**Problemy i zadania**.
(a) Odpowiedz na pytania do tekstu o luce VAT, oznaczając odpowiedzi tak samo jak pytania.
(i) Do ilu procent spadła luka VAT w 2020 roku według wstępnego szacunku?
(ii) Dla jakiej instytucji CASE przygotowuje dane o luce VAT?
(iii) Kto jest liderem projektu?
(b) Proszę przepisać fragment tekstu o luce VAT, zaczynając od słów "Luka VAT w 2020" i kończąc na słowach "wielkość jest istotna.".

**Fragment do przeczytania**.
========================================================================

Luka VAT w 2020 roku spadła do 10 proc., wynika ze wstępnego szacunku dla KE. Wiceminister Finansów mówi, że można ją zmniejszyć o połowę. "Zbicie luki znacząco poniżej 10 proc. wymaga już innych działań niż walka z przestępczością i jest trudne" - mówi nam autor wyliczeń dla KE
Luka VAT wciąż spada, ale w tym roku potwierdza się trend z ostatnich lat – spadek ten jest już znacznie wolniejszy niż w pierwszych latach rządów PiS. Dowiadujemy się tego z najnowszego raportu Centrum Analiz Społeczno-Ekonomicznych CASE, które przygotowuje dane o luce VAT dla Komisji Europejskiej. Raport opracowali eksperci ośrodka: Grzegorz Poniatowski, który jest też liderem projektu, Mikhail Bonch-Osmolovskiy i Adam Śmietanka. Z pełnym raportem w języku angielskim możemy zapoznać się tutaj.
Przypomnijmy, czym jest luka VAT i dlaczego jej wielkość jest istotna.

========================================================================

**Lista rekordów**.

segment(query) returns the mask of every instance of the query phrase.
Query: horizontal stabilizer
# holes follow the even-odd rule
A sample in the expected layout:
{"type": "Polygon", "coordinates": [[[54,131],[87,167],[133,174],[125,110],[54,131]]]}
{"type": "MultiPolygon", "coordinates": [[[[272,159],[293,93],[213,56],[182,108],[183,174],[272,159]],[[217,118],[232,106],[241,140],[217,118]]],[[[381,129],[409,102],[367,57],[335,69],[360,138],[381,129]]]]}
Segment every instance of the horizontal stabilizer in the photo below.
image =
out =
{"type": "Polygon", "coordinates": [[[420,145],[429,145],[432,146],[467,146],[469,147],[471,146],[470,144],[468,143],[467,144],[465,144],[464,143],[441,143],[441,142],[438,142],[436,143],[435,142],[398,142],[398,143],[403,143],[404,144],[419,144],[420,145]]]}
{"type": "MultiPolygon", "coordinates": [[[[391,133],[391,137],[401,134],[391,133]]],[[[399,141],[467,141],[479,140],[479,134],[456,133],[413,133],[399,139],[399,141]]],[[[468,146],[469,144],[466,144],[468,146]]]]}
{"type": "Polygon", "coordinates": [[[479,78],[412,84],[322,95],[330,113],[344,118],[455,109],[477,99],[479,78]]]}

========================================================================

**Odpowiedzi do zadań**.
(a)
(i) Do 10 proc.
(ii) Dla Komisji Europejskiej.
(iii) Grzegorz Poniatowski.

(b)
Luka VAT w 2020 roku spadła do 10 proc., wynika ze wstępnego szacunku dla KE. Wiceminister Finansów mówi, że można ją zmniejszyć o połowę. "Zbicie luki znacząco poniżej 10 proc. wymaga już innych działań niż walka z przestępczością i jest trudne" - mówi nam autor wyliczeń dla KE
Luka VAT wciąż spada, ale w tym roku potwierdza się trend z ostatnich lat – spadek ten jest już znacznie wolniejszy niż w pierwszych latach rządów PiS. Dowiadujemy się tego z najnowszego raportu Centrum Analiz Społeczno-Ekonomicznych CASE, które przygotowuje dane o luce VAT dla Komisji Europejskiej. Raport opracowali eksperci ośrodka: Grzegorz Poniatowski, który jest też liderem projektu, Mikhail Bonch-Osmolovskiy i Adam Śmietanka. Z pełnym raportem w języku angielskim możemy zapoznać się tutaj.
Przypomnijmy, czym jest luka VAT i dlaczego jej wielkość jest istotna.